§ Votre objectif:
Dans l'extrait ci-dessous sur l'évaluation des projets d'aires protégées, réécrivez sous forme de liste le paragraphe qui commence par « En revanche, les résultats en termes de développement socioéconomique ». Gardez ses faits principaux.

§ Extrait choisi:
La grande majorité des projets évalués contribuent à l’amélioration de la gestion et de la gouvernance des aires protégées, en renforçant les dispositifs institutionnels et de gestion. Certains ont réussi à influencer les politiques nationales en matière de conservation et beaucoup ont contribué à mettre en place des dispositifs de gestion innovants associant les communautés locales aux côtés des partenaires nationaux et des collectivités. Les projets orientés sur des objectifs de développement socioéconomique atteignent généralement de meilleurs résultats. Ils font la promotion de modèles de cogestion ou de gouvernance partagée, conduisant ainsi à une meilleure acceptabilité sociale.

La majorité des projets évalués contribue directement ou indirectement au maintien ou à la restauration des écosystèmes, des espèces menacées et de leur habitat, et des ressources productives. L’évaluation constate que les projets davantage axés sur des objectifs de conservation de la biodiversité obtiennent généralement des résultats plus significatifs en la matière.

En revanche, les résultats en termes de développement socioéconomique des populations sont généralement en deçà des attentes, et ce pour plusieurs raisons : nombre de bénéficiaires souvent marginal, faiblesse des moyens investis comparés à la taille des populations et des surfaces ciblées, faible implication des communautés dans la sélection des activités, etc. Certains projets orientés sur des objectifs de développement ont en revanche fait de réels progrès en matière de pérennité financière des aires protégées, en développant les recettes de l’écotourisme ou du mécanisme de Réduction des émissions liées à la déforestation et à la dégradation des forêts (REDD+) en faveur des administrations des parcs.

Enfin, l’évaluation constate que les projets induisent aussi des bénéfices non économiques : sensibilisation, éducation à l’environnement, production de connaissances et parfois réduction des conflits autour des aires protégées et sécurisation de leur région.

DES RECOMMANDATIONS STRATÉGIQUES POUR CONCILIER CONSERVATION DE LA BIODIVERSITÉ ET DÉVELOPPEMENT SOCIOÉCONOMIQUE
  • privilégier l’approche territoriale et professionnaliser les activités de développement économique, en les axant sur des filières ou des chaînes de valeur et en les dimensionnant correctement par rapport au nombre de bénéficiaires et aux surfaces ciblés
  • mobiliser des compétences techniques en développement en complément des équipes d’appui aux aires protégées plus spécialisées en conservation de la biodiversité (par exemple, pour l’adoption de techniques d’agroécologie ou la commercialisation de produits labellisés)

§ Données fournies:
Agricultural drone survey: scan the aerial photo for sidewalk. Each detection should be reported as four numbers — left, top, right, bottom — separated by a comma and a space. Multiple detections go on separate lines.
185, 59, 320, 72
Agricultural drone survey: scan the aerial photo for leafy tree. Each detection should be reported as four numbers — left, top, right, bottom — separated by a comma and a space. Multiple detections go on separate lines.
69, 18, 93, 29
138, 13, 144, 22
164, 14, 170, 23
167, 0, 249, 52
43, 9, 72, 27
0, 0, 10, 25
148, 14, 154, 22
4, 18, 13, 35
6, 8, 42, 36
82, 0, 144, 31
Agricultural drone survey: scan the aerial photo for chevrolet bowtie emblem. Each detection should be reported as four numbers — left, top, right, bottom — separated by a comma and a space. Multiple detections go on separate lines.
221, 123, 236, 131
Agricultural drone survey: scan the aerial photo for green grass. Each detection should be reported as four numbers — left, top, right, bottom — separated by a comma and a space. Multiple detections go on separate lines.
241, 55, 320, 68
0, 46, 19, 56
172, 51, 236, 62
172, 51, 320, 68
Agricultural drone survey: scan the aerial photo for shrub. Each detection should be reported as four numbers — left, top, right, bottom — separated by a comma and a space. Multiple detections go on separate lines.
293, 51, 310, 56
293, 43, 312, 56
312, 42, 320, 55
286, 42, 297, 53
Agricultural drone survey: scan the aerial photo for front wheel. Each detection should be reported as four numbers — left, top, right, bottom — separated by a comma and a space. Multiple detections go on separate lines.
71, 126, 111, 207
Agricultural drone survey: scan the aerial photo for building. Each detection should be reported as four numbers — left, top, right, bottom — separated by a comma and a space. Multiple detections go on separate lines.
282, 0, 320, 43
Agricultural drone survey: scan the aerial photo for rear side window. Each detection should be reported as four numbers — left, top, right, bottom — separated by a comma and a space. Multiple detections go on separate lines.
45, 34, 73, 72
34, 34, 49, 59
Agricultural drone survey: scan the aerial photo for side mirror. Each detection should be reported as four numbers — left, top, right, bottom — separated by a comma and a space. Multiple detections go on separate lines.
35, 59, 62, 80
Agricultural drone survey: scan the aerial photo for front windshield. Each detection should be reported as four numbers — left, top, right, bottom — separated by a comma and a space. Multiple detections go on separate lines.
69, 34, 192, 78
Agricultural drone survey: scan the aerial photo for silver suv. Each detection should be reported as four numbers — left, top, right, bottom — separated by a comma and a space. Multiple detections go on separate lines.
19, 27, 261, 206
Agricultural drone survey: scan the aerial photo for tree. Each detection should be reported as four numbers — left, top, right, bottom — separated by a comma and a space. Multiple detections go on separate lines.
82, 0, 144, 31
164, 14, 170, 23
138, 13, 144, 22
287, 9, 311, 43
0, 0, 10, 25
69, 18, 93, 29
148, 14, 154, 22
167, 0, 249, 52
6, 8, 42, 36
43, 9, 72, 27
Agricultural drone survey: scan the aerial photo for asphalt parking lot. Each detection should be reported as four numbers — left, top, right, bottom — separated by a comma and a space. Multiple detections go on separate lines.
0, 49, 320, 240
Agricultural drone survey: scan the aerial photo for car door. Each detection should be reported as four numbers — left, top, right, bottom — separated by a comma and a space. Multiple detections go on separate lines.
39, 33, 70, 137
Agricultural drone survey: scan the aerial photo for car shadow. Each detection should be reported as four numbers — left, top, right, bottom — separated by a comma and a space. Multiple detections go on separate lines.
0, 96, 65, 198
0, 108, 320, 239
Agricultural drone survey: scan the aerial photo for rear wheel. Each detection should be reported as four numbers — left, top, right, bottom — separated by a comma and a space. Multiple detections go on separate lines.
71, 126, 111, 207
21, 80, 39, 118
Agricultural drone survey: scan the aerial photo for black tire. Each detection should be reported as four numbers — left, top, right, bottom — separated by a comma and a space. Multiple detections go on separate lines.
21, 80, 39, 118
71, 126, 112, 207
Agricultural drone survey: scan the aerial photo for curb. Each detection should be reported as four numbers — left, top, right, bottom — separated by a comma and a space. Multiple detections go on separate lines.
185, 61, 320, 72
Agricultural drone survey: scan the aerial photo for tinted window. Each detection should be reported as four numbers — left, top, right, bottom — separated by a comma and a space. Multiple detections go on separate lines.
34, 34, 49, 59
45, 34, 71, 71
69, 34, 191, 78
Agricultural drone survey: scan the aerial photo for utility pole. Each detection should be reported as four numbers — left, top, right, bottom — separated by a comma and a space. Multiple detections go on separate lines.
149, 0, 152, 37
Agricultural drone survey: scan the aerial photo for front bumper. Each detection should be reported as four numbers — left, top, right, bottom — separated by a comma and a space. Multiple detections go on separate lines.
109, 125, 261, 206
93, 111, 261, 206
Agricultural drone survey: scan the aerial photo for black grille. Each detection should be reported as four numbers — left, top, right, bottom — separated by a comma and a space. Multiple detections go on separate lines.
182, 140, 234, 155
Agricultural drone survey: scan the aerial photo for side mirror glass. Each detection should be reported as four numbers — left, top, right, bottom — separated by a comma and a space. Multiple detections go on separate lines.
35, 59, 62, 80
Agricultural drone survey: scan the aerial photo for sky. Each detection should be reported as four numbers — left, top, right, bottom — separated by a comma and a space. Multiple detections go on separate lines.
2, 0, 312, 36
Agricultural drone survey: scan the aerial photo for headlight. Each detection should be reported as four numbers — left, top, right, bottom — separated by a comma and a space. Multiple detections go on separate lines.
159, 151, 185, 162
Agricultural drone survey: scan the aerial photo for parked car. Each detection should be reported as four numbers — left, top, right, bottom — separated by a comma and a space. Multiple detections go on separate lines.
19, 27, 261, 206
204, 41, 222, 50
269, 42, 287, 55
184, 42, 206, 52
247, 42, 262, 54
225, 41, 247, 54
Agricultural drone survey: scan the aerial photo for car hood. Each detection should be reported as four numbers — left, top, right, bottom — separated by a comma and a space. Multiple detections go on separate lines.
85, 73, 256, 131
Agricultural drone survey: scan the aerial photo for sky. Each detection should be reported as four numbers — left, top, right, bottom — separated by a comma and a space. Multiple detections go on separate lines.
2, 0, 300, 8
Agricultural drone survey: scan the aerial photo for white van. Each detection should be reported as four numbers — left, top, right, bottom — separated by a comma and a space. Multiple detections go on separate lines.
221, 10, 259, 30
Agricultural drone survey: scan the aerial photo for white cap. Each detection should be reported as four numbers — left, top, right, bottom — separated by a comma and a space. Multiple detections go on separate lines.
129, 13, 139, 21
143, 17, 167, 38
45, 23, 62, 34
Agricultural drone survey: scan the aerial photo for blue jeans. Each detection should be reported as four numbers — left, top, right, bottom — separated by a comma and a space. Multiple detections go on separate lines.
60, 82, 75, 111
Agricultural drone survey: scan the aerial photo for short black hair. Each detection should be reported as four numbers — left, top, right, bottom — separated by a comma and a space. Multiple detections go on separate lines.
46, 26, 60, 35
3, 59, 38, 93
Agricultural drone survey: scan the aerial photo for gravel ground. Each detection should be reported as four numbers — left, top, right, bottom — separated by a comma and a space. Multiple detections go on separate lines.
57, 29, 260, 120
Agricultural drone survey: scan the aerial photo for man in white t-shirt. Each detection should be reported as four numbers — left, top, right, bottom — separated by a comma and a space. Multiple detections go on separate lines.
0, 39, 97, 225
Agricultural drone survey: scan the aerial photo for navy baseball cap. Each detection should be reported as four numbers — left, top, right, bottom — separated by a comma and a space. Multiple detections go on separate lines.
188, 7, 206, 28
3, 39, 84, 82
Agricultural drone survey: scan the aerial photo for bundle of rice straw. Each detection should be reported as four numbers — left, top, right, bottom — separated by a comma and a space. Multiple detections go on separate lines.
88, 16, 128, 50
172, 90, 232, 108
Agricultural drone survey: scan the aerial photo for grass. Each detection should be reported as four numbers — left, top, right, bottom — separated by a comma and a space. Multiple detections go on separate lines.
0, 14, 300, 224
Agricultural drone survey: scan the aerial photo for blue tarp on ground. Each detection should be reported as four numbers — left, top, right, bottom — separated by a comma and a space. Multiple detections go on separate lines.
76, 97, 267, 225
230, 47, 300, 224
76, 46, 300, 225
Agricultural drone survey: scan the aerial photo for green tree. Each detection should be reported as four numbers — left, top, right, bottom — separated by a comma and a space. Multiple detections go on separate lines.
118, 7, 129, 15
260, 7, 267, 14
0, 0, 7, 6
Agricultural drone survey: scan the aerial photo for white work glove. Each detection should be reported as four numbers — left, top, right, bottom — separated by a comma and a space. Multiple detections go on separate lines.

§ Solution détaillée:
- Les résultats en matière de développement socioéconomique des populations sont généralement en deçà des attentes.
- Raisons citées : nombre de bénéficiaires souvent marginal, moyens investis faibles par rapport à la taille des populations et des surfaces ciblées, faible implication des communautés dans la sélection des activités.
- Certains projets orientés sur le développement ont toutefois fait de réels progrès pour la pérennité financière des aires protégées. Ils y sont parvenus en développant, au profit des administrations des parcs, les recettes de l'écotourisme ou du mécanisme REDD+ (Réduction des émissions liées à la déforestation et à la dégradation des forêts).